■ **Given request a**: Locate every line in the entries below that contains the string "herb", and copy each such line. Case counts.

■ **Selected passage**:

━━━━━━━━

# how big does my power supply have to be???



## stuck (May 26, 2008)

i need help in deciding what power supply i need
i would like a green power supply!
my budget is £000-£50
my specs:[they are vague because i am not certain]
motherboard asus giga bit ethernet...775 socket
one hard drive SATA 500gb
two DVD rewritable drives one is light scribe SATA or maybe IDE
graphics card under £120 dual display 512-GB ram nvida
two case Fan 80mm and 120mm and CPU cooler
either two 2GB ram modules or four 1gb modules
Intel E8400 3.0ghz:4-dontkno:4-dontkno:4-dontkno


----------



## dai (Jul 2, 2004)

it will depend on what video card 
i can tell you now you are looking at 50+ for the power supply probably in the 70 region
this is in the wrong section the building section is for advice on what components
moving you to there


----------



## stuck (May 26, 2008)

thanks for moving me!!!
i am new......


----------



## emosun (Oct 4, 2006)

Post the video card type, an easy way to find it is to right click on the desktop , select properties , select the settings tab , click the advanced button at the bottem , then click the adapter tab. It will say there what video the pc is currently useing.


----------



## stuck (May 26, 2008)

i am not sure on my video card yet.......


----------



## emosun (Oct 4, 2006)

emosun said:


> an easy way to find it is to right click on the desktop , select properties , select the settings tab , click the advanced button at the bottem , then click the adapter tab. It will say there what video the pc is currently useing.


----------

━━━━━━━━

■ **Given request b**: From the power supply thread above, copy the stretch from "it will depend" through "i am new......".

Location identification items
━━━━━━━━

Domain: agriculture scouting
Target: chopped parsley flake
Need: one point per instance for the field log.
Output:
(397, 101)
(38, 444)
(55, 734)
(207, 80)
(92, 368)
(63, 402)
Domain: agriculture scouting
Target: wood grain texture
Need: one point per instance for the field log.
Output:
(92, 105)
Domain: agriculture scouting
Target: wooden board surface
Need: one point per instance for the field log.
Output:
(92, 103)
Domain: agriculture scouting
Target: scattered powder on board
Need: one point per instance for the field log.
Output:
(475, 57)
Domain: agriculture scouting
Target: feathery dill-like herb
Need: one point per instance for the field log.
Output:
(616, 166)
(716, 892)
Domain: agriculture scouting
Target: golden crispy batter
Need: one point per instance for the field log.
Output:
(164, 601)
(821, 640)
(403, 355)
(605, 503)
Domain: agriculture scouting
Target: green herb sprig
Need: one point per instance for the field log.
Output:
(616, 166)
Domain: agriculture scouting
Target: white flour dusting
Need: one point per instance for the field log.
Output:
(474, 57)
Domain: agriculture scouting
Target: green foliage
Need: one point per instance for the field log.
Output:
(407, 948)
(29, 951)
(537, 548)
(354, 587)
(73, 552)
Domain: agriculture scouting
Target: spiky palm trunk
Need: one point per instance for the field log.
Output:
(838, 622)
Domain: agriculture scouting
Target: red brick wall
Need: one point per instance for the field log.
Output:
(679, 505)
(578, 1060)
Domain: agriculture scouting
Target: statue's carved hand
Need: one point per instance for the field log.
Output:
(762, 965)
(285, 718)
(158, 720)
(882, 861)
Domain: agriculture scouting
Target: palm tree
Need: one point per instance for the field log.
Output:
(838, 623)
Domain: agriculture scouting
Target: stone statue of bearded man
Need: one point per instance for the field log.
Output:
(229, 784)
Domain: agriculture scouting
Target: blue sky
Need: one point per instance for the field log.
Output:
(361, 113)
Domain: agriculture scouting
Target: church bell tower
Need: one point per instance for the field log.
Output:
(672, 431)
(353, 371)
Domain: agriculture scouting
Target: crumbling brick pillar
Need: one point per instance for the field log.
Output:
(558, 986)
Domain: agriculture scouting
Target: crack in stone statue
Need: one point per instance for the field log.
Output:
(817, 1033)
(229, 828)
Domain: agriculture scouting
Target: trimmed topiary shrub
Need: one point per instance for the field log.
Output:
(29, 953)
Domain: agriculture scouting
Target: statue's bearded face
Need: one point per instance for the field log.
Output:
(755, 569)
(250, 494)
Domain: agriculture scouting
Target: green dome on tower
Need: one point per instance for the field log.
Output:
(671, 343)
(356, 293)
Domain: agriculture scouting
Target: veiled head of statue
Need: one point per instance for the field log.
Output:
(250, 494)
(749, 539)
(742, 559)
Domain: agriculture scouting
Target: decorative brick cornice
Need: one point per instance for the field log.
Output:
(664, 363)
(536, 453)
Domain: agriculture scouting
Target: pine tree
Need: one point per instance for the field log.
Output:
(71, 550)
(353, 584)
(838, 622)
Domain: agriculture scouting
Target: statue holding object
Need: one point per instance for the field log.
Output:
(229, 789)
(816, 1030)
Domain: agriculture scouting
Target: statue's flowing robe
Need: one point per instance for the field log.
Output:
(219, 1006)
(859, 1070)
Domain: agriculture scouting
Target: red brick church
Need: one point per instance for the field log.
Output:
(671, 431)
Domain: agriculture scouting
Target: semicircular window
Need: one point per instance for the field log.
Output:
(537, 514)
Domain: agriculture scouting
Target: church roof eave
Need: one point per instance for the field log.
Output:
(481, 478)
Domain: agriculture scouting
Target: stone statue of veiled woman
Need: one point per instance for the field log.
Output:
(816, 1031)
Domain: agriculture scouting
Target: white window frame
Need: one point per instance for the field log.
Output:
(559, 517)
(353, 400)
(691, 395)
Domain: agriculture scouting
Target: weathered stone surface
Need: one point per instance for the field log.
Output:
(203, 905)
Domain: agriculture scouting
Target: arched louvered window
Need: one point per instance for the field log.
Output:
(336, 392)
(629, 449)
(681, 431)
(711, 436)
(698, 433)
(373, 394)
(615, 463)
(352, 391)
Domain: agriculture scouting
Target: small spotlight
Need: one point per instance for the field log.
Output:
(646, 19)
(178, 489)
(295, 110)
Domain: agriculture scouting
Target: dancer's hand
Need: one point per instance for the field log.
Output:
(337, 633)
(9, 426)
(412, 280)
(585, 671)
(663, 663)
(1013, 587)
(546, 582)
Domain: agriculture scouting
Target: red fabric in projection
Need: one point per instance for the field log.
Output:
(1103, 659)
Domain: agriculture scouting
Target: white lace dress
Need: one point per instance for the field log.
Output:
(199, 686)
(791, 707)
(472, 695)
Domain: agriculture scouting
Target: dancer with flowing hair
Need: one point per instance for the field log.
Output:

━━━━━━━━

■ **Exercise solution a**:
Target: feathery dill-like herb
Target: green herb sprig

■ **Exercise solution b**:
it will depend on what video card 
i can tell you now you are looking at 50+ for the power supply probably in the 70 region
this is in the wrong section the building section is for advice on what components
moving you to there


----------



## stuck (May 26, 2008)

thanks for moving me!!!
i am new......